• **Given task**: Copy out, word for word, the lines of the material from the line containing "Target: white wristband" through the last line, including both. Include no other lines.

• **Entries from an annotation dataset**:
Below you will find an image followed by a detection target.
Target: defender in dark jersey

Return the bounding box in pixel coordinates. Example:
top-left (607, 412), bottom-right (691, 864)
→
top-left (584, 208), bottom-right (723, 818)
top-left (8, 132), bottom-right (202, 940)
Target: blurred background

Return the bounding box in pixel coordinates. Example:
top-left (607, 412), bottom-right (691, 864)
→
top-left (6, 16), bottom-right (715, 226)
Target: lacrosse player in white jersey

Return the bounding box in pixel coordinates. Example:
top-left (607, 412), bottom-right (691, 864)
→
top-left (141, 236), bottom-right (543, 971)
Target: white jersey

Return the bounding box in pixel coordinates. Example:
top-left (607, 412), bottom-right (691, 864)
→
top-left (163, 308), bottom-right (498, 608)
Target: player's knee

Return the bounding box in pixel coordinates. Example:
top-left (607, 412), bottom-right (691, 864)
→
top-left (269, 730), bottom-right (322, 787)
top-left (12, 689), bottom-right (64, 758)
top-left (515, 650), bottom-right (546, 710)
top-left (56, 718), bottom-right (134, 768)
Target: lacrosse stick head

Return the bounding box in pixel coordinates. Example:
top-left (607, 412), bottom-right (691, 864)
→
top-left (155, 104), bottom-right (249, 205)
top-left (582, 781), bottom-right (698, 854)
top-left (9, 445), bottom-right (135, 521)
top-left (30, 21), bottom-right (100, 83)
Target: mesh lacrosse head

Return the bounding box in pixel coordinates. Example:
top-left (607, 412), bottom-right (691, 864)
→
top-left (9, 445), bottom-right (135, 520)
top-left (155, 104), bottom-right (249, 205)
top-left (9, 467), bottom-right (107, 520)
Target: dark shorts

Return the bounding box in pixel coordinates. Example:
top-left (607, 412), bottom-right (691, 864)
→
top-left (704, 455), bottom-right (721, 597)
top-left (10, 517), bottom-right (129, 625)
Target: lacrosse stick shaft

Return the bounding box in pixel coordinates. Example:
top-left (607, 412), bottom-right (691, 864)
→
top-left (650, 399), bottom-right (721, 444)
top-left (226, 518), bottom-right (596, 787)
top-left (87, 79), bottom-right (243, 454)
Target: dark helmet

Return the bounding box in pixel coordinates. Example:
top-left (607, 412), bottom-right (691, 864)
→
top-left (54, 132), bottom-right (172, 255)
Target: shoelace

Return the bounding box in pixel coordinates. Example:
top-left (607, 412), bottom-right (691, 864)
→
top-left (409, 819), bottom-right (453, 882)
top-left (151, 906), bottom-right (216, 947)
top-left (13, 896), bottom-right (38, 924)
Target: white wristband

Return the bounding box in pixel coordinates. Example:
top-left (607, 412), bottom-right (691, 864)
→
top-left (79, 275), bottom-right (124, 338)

• **Task result**:
Target: white wristband

Return the bounding box in pixel coordinates. Example:
top-left (607, 412), bottom-right (691, 864)
→
top-left (79, 275), bottom-right (124, 338)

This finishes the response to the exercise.